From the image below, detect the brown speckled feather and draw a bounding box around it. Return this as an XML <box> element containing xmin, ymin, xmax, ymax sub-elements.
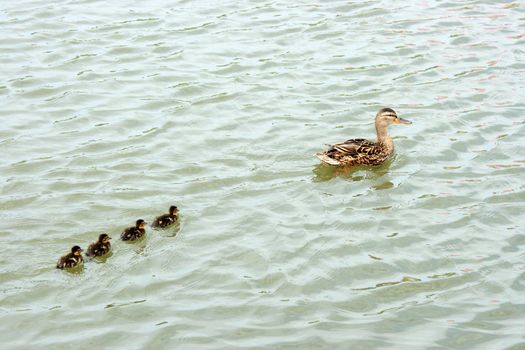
<box><xmin>316</xmin><ymin>108</ymin><xmax>411</xmax><ymax>166</ymax></box>
<box><xmin>316</xmin><ymin>139</ymin><xmax>394</xmax><ymax>166</ymax></box>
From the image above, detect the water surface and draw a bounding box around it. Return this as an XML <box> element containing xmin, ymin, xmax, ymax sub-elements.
<box><xmin>0</xmin><ymin>0</ymin><xmax>525</xmax><ymax>349</ymax></box>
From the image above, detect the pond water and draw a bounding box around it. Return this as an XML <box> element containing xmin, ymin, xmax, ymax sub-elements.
<box><xmin>0</xmin><ymin>0</ymin><xmax>525</xmax><ymax>349</ymax></box>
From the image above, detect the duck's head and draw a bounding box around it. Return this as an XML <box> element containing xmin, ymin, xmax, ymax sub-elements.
<box><xmin>170</xmin><ymin>205</ymin><xmax>179</xmax><ymax>215</ymax></box>
<box><xmin>98</xmin><ymin>233</ymin><xmax>111</xmax><ymax>244</ymax></box>
<box><xmin>71</xmin><ymin>245</ymin><xmax>82</xmax><ymax>256</ymax></box>
<box><xmin>376</xmin><ymin>108</ymin><xmax>412</xmax><ymax>126</ymax></box>
<box><xmin>135</xmin><ymin>219</ymin><xmax>146</xmax><ymax>230</ymax></box>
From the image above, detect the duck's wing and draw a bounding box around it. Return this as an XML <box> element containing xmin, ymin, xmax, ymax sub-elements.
<box><xmin>317</xmin><ymin>139</ymin><xmax>381</xmax><ymax>165</ymax></box>
<box><xmin>326</xmin><ymin>139</ymin><xmax>375</xmax><ymax>156</ymax></box>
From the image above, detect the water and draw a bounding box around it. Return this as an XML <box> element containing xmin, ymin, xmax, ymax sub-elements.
<box><xmin>0</xmin><ymin>0</ymin><xmax>525</xmax><ymax>349</ymax></box>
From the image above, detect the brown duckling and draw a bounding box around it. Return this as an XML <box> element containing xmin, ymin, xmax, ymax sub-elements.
<box><xmin>151</xmin><ymin>205</ymin><xmax>179</xmax><ymax>228</ymax></box>
<box><xmin>86</xmin><ymin>233</ymin><xmax>111</xmax><ymax>257</ymax></box>
<box><xmin>120</xmin><ymin>219</ymin><xmax>146</xmax><ymax>241</ymax></box>
<box><xmin>57</xmin><ymin>245</ymin><xmax>84</xmax><ymax>269</ymax></box>
<box><xmin>316</xmin><ymin>108</ymin><xmax>412</xmax><ymax>166</ymax></box>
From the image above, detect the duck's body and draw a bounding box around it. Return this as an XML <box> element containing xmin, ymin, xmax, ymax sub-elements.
<box><xmin>316</xmin><ymin>108</ymin><xmax>411</xmax><ymax>166</ymax></box>
<box><xmin>57</xmin><ymin>245</ymin><xmax>84</xmax><ymax>269</ymax></box>
<box><xmin>86</xmin><ymin>233</ymin><xmax>111</xmax><ymax>257</ymax></box>
<box><xmin>151</xmin><ymin>205</ymin><xmax>179</xmax><ymax>228</ymax></box>
<box><xmin>120</xmin><ymin>219</ymin><xmax>146</xmax><ymax>241</ymax></box>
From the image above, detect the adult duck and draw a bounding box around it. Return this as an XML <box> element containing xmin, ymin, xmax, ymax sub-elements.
<box><xmin>316</xmin><ymin>108</ymin><xmax>412</xmax><ymax>166</ymax></box>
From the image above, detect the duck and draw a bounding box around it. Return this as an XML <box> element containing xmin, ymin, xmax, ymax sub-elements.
<box><xmin>120</xmin><ymin>219</ymin><xmax>146</xmax><ymax>241</ymax></box>
<box><xmin>57</xmin><ymin>245</ymin><xmax>84</xmax><ymax>269</ymax></box>
<box><xmin>315</xmin><ymin>107</ymin><xmax>412</xmax><ymax>166</ymax></box>
<box><xmin>86</xmin><ymin>233</ymin><xmax>111</xmax><ymax>257</ymax></box>
<box><xmin>151</xmin><ymin>205</ymin><xmax>179</xmax><ymax>228</ymax></box>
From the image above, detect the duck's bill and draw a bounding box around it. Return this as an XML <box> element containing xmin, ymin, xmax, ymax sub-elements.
<box><xmin>397</xmin><ymin>118</ymin><xmax>412</xmax><ymax>124</ymax></box>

* * * * *

■ **Exercise task**
Rescale the listing starting at the line containing "From the image above, detect the duck's body" and ending with the final line, reproducing every line, requests included, with each box coordinate multiplied by 1.5 and rounded to a whole number, halves rounded up. Leave the numbers in the requests and their format descriptions unchanged.

■ **Reply to the exercise**
From the image above, detect the duck's body and draw a bounding box around it. Return this as an XML <box> element containing xmin, ymin, xmax, ymax sub-elements.
<box><xmin>474</xmin><ymin>162</ymin><xmax>617</xmax><ymax>249</ymax></box>
<box><xmin>86</xmin><ymin>368</ymin><xmax>126</xmax><ymax>404</ymax></box>
<box><xmin>129</xmin><ymin>350</ymin><xmax>167</xmax><ymax>386</ymax></box>
<box><xmin>227</xmin><ymin>308</ymin><xmax>269</xmax><ymax>342</ymax></box>
<box><xmin>180</xmin><ymin>329</ymin><xmax>219</xmax><ymax>362</ymax></box>
From the image above, detect the adult duck and draw a bounding box around it. Return this as an XML <box> element containing xmin, ymin, xmax, ymax sub-elements.
<box><xmin>474</xmin><ymin>162</ymin><xmax>618</xmax><ymax>249</ymax></box>
From the image above, detect the duck and draw a bounding box around it. Return this as an XML <box> element containing xmin, ymin, xmax, ymax sub-elements.
<box><xmin>180</xmin><ymin>329</ymin><xmax>219</xmax><ymax>362</ymax></box>
<box><xmin>86</xmin><ymin>368</ymin><xmax>126</xmax><ymax>404</ymax></box>
<box><xmin>473</xmin><ymin>161</ymin><xmax>618</xmax><ymax>249</ymax></box>
<box><xmin>129</xmin><ymin>350</ymin><xmax>167</xmax><ymax>386</ymax></box>
<box><xmin>227</xmin><ymin>308</ymin><xmax>269</xmax><ymax>342</ymax></box>
From the image above, detect the duck's bill and draw a bounding box around it. Return this as an XML <box> element containing xmin, ymin, xmax, ymax sub-elements.
<box><xmin>596</xmin><ymin>177</ymin><xmax>618</xmax><ymax>186</ymax></box>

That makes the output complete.